(Named-object pointing records)

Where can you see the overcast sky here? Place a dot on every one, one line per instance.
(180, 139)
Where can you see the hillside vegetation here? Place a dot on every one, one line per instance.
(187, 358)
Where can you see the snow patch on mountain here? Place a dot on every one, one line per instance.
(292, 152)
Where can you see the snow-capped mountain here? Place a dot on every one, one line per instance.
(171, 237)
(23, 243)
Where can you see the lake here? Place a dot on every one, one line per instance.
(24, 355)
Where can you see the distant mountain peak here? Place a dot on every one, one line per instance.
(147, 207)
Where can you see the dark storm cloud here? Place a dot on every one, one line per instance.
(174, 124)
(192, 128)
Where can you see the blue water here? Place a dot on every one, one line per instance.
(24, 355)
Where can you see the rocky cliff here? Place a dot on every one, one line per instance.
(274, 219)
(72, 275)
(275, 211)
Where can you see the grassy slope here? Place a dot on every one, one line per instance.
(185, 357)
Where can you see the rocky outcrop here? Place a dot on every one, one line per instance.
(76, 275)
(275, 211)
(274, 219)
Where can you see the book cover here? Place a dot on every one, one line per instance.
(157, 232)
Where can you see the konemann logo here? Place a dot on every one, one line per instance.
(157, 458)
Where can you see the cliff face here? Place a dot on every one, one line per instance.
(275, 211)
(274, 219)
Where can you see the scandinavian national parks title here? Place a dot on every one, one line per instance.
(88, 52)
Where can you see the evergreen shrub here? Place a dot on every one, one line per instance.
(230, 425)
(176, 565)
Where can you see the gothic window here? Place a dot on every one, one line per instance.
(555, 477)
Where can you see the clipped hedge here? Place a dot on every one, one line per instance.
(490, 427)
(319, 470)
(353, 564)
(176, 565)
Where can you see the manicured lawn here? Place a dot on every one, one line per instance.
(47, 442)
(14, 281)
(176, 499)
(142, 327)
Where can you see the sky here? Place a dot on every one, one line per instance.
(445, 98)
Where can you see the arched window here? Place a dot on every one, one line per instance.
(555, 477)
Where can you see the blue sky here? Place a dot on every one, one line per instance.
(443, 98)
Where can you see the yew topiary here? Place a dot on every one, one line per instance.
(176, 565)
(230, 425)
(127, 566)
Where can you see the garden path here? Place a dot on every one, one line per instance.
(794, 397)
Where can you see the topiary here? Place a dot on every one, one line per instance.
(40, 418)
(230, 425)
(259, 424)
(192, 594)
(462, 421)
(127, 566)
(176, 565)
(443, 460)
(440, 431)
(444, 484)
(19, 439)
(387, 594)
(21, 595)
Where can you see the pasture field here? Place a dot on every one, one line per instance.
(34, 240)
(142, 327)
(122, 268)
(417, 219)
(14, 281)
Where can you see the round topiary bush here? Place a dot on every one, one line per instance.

WHAT YOU SHOULD DO:
Copy out each line above, character for character.

REPLY:
Where can you see the overcast sky here? Place a dot on every one, one line per instance.
(180, 139)
Where can you see the hillside vegetation here? Place a dot on every one, one line per instance.
(187, 358)
Where can you see the snow patch on mountain here? Place a dot on every one, one line per instance.
(292, 152)
Where can you see the snow-capped mountain here? Place a dot on every one, one line per instance.
(171, 237)
(23, 243)
Where can you see the lake here? Place a dot on every one, one line per instance.
(24, 355)
Where can you see the distant mountain peak here? Place a dot on every one, one line per instance.
(147, 207)
Where can you see the dark storm cloud here? Place a dot on every one, one line per instance.
(174, 124)
(192, 128)
Where can you see the blue water here? Place a dot on every one, one line per instance.
(24, 355)
Where can you see the rocky cliff here? Place a dot on every one, one line per instance.
(274, 219)
(72, 275)
(275, 211)
Where can you see the grassy slope here? Place a dot on every one, one line per instance.
(185, 357)
Where can you see the rocky outcrop here? Place a dot on every one, one line per instance.
(76, 275)
(275, 211)
(274, 219)
Where can you see the book cover here? Place a dot on every one, one line per instance.
(157, 232)
Where can you see the konemann logo here? Place a dot on every one, one line per instance.
(157, 458)
Where can you see the cliff face here? Place a dot on every one, one line per instance.
(275, 211)
(274, 219)
Where can you see the scandinavian national parks title here? Place a dot on every one, one line per instance.
(88, 52)
Where can you see the evergreen shrub here? Place a dot on every one, one line per instance.
(230, 425)
(176, 565)
Where can you see the gothic window here? Place a dot on every one, one line per instance.
(555, 477)
Where can you see the clipped hedge here? Place a dot on every one, one line per instance.
(490, 427)
(319, 470)
(353, 564)
(176, 565)
Where can you see the manicured lawn here? Place a dot on every one, one line per instance.
(47, 442)
(14, 281)
(176, 499)
(142, 327)
Where can you see the sky here? Place a dot on every one, one line per instance.
(445, 98)
Where can you see the arched window here? Place a dot on every one, one line per instance.
(555, 477)
Where can you see the blue sky here? Place a dot on every one, one line per instance.
(443, 98)
Where can you see the yew topiary here? Place a dot on every one, one line per instance.
(176, 565)
(230, 425)
(127, 566)
Where can you see the garden path here? Place a dot on every one, one line per instance.
(794, 397)
Where can you see the topiary here? Place a dot on every one, one line per instance.
(40, 418)
(230, 425)
(259, 424)
(192, 594)
(462, 421)
(127, 566)
(176, 565)
(443, 460)
(440, 431)
(444, 484)
(19, 439)
(387, 594)
(21, 595)
Where can you see the pasture field here? Place a dot on every one, one line per instance.
(34, 240)
(142, 327)
(122, 268)
(417, 219)
(14, 281)
Where can you see the round topiary bush here? Place a dot on every one, one line per instance.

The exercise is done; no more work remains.